# WORK REQUEST
Restate, word for word and with nothing added, the lines from the one containing "Target: pink blouse" through the last line of the material below.

=======

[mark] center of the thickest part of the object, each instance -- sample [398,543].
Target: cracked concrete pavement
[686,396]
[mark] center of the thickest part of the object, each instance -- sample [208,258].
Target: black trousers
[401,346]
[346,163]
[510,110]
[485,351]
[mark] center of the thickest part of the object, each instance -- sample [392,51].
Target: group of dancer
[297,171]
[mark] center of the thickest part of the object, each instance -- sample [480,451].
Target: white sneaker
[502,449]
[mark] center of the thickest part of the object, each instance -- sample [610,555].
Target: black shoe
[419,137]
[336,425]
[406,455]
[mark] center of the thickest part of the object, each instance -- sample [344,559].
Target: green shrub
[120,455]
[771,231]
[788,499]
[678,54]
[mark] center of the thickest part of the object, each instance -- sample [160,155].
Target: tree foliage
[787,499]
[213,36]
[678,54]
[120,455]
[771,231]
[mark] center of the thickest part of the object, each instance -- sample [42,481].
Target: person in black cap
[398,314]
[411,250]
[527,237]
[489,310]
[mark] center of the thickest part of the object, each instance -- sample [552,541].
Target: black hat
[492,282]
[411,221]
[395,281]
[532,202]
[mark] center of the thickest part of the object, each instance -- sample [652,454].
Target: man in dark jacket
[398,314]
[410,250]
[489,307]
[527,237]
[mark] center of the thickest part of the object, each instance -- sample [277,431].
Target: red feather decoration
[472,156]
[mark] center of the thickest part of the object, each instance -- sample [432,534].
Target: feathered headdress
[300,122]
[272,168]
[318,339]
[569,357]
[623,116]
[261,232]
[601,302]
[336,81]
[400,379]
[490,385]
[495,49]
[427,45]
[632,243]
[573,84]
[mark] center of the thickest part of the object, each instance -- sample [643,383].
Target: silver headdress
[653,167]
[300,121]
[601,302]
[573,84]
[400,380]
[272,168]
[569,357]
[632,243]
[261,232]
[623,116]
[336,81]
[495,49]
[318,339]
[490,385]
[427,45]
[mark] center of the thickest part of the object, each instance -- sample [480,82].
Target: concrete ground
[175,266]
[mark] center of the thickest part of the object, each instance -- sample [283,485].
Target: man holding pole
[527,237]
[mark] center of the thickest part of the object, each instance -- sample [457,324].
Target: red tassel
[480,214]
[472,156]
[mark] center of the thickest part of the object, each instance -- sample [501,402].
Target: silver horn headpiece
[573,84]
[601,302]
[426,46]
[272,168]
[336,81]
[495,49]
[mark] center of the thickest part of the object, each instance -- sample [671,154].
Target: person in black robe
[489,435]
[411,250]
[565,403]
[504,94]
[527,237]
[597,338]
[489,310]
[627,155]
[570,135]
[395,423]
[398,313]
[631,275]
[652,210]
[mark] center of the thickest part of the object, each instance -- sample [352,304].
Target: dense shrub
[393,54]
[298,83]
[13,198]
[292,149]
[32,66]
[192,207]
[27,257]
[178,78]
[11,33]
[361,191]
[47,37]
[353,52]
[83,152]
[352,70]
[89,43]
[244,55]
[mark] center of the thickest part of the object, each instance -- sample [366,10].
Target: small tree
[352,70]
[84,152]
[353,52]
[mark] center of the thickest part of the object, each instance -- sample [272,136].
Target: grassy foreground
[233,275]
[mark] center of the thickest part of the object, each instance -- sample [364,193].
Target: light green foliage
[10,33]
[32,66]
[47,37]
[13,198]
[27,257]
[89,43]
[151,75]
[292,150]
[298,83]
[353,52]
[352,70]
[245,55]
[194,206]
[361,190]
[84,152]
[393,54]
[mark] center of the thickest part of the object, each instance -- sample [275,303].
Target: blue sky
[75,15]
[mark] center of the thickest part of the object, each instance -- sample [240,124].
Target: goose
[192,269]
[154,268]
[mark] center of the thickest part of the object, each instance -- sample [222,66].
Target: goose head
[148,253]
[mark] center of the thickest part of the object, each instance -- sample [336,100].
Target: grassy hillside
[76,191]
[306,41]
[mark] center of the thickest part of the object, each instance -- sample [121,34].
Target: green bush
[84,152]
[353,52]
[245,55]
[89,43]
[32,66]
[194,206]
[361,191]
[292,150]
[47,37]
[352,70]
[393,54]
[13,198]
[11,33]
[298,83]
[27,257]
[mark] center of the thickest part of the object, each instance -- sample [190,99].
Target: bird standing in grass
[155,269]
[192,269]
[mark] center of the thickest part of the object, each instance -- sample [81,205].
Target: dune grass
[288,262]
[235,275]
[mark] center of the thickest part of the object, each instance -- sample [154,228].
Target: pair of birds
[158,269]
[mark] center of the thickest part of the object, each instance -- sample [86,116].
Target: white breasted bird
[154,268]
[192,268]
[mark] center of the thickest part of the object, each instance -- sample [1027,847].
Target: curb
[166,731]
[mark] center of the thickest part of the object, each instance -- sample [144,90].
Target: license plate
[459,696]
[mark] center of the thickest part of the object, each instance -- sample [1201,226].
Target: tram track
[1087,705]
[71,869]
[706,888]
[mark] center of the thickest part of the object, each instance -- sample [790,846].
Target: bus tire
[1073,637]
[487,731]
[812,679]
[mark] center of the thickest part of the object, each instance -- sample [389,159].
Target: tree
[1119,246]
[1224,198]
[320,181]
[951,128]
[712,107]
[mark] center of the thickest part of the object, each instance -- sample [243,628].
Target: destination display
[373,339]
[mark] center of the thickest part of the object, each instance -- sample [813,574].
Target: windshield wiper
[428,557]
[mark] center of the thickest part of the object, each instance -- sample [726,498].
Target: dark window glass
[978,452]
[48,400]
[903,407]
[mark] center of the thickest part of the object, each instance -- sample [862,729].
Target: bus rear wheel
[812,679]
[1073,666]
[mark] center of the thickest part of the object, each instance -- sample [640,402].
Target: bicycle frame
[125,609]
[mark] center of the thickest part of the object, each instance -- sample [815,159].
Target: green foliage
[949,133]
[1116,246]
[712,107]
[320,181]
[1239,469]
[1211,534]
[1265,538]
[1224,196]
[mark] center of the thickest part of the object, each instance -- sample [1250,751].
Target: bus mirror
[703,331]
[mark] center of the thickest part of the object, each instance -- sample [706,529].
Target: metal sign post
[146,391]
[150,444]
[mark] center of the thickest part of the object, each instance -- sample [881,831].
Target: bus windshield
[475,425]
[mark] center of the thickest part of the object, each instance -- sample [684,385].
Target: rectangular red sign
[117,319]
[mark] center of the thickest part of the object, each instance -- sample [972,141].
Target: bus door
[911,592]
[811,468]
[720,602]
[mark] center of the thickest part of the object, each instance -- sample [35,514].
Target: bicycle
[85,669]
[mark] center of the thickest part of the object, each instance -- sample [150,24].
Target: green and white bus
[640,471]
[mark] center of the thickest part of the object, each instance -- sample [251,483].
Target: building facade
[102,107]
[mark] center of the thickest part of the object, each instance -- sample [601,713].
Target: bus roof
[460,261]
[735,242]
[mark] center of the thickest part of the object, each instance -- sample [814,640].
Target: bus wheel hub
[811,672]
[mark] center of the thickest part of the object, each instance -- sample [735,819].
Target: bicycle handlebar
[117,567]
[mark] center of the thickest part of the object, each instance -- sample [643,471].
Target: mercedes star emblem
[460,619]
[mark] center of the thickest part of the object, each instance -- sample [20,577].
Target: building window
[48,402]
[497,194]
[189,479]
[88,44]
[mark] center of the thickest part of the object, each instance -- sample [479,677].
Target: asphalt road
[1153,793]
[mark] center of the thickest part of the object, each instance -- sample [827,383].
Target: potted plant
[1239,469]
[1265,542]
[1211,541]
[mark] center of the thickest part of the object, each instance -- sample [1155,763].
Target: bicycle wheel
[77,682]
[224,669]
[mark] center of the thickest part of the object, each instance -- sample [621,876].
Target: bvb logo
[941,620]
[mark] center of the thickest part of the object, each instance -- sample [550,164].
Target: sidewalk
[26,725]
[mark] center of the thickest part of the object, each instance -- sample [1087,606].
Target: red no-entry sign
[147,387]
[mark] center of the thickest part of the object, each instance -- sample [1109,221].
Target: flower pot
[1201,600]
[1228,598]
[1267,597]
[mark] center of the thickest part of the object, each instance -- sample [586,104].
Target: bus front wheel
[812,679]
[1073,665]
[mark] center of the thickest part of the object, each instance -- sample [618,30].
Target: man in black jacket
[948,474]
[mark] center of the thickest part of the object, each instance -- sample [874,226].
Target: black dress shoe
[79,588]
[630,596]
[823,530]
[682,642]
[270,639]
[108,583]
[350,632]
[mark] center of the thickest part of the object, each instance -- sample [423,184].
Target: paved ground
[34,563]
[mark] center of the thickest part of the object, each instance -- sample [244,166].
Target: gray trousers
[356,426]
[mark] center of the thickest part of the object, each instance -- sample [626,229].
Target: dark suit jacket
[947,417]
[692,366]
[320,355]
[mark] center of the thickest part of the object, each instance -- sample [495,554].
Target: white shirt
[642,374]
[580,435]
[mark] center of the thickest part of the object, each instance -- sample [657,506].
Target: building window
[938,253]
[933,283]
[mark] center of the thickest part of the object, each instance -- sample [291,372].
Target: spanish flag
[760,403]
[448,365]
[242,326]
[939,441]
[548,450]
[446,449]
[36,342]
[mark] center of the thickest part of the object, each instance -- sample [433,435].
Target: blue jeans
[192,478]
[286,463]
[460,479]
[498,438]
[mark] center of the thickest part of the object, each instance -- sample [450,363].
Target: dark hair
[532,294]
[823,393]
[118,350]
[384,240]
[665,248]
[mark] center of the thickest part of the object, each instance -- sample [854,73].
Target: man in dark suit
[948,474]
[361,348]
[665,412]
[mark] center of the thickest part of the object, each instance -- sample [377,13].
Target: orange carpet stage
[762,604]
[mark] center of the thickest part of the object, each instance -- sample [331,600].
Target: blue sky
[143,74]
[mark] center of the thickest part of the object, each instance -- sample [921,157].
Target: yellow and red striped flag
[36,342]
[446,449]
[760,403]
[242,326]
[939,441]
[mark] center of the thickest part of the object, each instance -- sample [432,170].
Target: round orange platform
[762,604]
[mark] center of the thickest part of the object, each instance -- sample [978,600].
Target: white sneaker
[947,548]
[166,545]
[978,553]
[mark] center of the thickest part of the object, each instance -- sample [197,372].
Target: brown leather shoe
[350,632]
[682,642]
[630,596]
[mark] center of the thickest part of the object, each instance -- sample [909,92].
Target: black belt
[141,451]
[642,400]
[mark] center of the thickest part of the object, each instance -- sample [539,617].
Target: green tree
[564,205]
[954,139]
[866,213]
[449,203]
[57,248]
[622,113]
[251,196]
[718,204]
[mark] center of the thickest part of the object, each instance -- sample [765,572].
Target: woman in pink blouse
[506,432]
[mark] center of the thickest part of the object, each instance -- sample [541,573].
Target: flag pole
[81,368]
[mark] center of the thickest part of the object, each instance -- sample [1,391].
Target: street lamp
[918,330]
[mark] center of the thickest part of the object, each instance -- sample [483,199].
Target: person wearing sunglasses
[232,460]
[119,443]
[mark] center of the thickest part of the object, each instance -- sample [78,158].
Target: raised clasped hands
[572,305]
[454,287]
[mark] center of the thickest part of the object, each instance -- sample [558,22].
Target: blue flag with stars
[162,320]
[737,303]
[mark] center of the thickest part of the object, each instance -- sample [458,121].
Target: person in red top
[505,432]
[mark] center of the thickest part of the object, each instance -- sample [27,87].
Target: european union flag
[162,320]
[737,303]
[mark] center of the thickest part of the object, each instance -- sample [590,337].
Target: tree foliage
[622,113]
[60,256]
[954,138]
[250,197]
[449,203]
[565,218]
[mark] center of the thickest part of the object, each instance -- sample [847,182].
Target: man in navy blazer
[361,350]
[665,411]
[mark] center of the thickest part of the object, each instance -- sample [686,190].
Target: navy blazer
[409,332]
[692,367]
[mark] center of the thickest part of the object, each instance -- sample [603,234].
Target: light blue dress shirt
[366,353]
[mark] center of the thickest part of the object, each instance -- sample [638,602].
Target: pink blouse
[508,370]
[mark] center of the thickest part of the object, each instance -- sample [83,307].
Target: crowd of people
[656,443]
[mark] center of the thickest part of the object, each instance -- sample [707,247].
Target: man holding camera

=======

# ANSWER
Target: pink blouse
[508,370]
[mark] center of the thickest part of the object, each instance -- sample [83,307].
Target: crowd of people
[656,443]
[mark] center of the thickest part of the object, each instance -- sample [707,247].
Target: man holding camera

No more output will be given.